ACTIVITIES:
[1] According to the passage on data-driven decision making, why are changes in infrastructure and methodologies needed in development processes? Answer in one to three sentences.
[2] In the passage on data-driven decision making, what percentage of respondents believe that decision makers should always, or most of the time, use data for decision making?

READING TEXT:
*****
When asking the respondents to what extent data should be used in decision 
making in the future, 93% of the respondents believe that decision makers should 
always, or most of the time use data for decision making (Q15), 85% believe 
that data should always, or most of the time be used to identify new business 
opportunities (Q13), and almost 75% believe that data should always, or most of 
the time be used to predict future trends and behaviours (Q14). Only 8% of the 
respondents believe that (agile) teams should always, or most of the time use data 
for decision making (Q16), while almost half of the respondents (43%) believe the 
(agile) teams should never, or only sometimes use data when making decisions. 
No explanation was provided by the respondents in the free-text answers for 
these questions. 

One possible explanation may be that the respondents believe that DDDM is 
only useful and beneficial for high-level decisions. This is supported by the high 
confidence in using DDDM for identifying business opportunities (Q13) and to 
predict future trends and behaviours (Q14). When such high-level decisions are 
made, including creating product strategies, road-maps, and release plans, the 
respondents may believe that teams do not need DDDM when, e.g., breaking 
down high-level requirements to low-level ones. Another explanation may be 
related to today’s development processes and short sprints, which may not be 
well suited for DDDM at the team level. 

To create and rapidly release software-intensive products in the future, it is 
crucial that the products are based on data and real-time feedback from the 
customers [7]. Thus, when moving from a subjective decision-making process, 
mainly based on experiences, to a DDDM process, changes in infrastructure and 
methodologies are needed in the development processes [7].
*****
[Stored data entries]
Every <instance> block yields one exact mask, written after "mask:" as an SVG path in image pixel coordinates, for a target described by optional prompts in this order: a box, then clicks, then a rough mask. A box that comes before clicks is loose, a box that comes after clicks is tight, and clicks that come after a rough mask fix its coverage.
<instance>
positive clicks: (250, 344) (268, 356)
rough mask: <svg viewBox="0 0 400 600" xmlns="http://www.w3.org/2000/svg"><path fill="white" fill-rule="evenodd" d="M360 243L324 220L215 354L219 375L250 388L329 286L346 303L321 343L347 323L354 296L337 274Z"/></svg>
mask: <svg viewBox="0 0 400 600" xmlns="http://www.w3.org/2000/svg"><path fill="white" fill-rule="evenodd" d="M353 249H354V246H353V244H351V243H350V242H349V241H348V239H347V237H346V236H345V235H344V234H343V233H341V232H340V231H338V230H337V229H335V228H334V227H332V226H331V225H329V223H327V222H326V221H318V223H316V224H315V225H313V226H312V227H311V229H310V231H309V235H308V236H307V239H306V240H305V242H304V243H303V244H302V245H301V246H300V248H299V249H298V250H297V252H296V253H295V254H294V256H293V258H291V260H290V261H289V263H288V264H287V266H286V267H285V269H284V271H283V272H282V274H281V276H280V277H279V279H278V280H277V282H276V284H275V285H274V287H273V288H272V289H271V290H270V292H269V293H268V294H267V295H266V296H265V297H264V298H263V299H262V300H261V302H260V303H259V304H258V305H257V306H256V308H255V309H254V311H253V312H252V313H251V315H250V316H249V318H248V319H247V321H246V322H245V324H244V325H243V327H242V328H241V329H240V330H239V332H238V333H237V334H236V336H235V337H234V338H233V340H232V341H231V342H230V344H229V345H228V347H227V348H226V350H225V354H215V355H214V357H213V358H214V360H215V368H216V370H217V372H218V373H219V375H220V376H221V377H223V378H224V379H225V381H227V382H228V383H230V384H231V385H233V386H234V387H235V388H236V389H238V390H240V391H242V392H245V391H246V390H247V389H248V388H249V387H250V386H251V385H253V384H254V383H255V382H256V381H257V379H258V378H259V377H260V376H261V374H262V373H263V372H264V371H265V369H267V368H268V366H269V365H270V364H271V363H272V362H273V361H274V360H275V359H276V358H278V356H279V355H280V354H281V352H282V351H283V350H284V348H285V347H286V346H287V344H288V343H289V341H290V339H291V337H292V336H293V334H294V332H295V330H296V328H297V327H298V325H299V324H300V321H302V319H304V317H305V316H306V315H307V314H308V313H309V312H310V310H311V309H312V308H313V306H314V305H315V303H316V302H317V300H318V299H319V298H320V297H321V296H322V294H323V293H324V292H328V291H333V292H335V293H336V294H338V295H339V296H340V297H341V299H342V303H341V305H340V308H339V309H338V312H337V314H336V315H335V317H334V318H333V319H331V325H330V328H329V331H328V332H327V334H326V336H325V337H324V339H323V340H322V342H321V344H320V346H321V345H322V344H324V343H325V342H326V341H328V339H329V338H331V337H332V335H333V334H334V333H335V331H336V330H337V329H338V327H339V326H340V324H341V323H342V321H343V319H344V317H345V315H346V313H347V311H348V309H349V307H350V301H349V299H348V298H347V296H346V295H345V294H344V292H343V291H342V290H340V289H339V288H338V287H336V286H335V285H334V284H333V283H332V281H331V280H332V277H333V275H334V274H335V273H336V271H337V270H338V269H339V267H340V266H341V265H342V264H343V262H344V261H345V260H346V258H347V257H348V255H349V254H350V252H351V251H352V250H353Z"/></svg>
*****
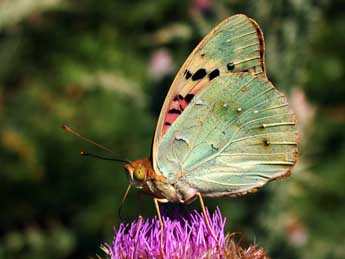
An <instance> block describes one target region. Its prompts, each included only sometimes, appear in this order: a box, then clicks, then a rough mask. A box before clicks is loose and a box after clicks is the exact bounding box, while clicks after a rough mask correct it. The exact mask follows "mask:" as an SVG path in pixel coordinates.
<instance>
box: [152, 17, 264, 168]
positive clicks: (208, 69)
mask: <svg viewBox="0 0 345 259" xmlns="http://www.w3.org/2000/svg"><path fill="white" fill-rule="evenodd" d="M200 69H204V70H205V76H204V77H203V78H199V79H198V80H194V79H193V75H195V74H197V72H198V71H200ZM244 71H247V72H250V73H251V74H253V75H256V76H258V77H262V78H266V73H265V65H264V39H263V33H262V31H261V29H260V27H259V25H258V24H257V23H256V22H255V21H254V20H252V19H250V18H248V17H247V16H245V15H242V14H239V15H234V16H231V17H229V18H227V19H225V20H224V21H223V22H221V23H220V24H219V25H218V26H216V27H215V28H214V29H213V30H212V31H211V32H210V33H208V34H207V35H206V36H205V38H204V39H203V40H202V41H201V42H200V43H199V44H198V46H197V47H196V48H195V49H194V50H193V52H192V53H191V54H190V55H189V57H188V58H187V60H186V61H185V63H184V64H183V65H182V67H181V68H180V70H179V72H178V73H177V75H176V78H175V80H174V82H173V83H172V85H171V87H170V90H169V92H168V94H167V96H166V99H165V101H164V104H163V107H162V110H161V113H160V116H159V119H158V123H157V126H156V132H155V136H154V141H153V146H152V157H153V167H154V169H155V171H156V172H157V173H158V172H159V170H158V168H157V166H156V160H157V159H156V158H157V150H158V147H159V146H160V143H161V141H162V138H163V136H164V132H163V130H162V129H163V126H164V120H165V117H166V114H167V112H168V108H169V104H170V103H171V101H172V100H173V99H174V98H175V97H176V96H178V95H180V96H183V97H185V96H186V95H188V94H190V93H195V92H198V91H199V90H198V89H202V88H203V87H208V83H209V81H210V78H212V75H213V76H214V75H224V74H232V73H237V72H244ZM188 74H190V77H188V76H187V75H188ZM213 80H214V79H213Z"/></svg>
*****
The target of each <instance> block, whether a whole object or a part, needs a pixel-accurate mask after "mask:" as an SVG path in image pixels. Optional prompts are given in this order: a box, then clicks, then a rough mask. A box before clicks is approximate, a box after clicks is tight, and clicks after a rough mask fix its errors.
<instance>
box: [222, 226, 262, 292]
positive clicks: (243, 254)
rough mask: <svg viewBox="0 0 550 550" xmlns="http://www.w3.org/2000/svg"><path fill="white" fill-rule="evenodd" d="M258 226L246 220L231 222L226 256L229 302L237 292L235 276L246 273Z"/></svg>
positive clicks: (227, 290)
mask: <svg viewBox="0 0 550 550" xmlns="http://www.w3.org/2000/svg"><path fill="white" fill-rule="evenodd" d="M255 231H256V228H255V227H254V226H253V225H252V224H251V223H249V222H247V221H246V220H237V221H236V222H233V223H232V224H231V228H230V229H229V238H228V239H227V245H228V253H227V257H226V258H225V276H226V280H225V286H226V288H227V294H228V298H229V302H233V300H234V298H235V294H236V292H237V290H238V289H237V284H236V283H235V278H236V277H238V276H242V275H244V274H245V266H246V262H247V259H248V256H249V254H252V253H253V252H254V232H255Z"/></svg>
*****
SET OF ANSWERS:
[1] Creating and rapidly releasing software-intensive products in the future requires that they be based on data and real-time feedback from customers. Moving from a subjective decision-making process, mainly based on experiences, to a DDDM process therefore requires changes in infrastructure and methodologies.

[2] 93% of the respondents.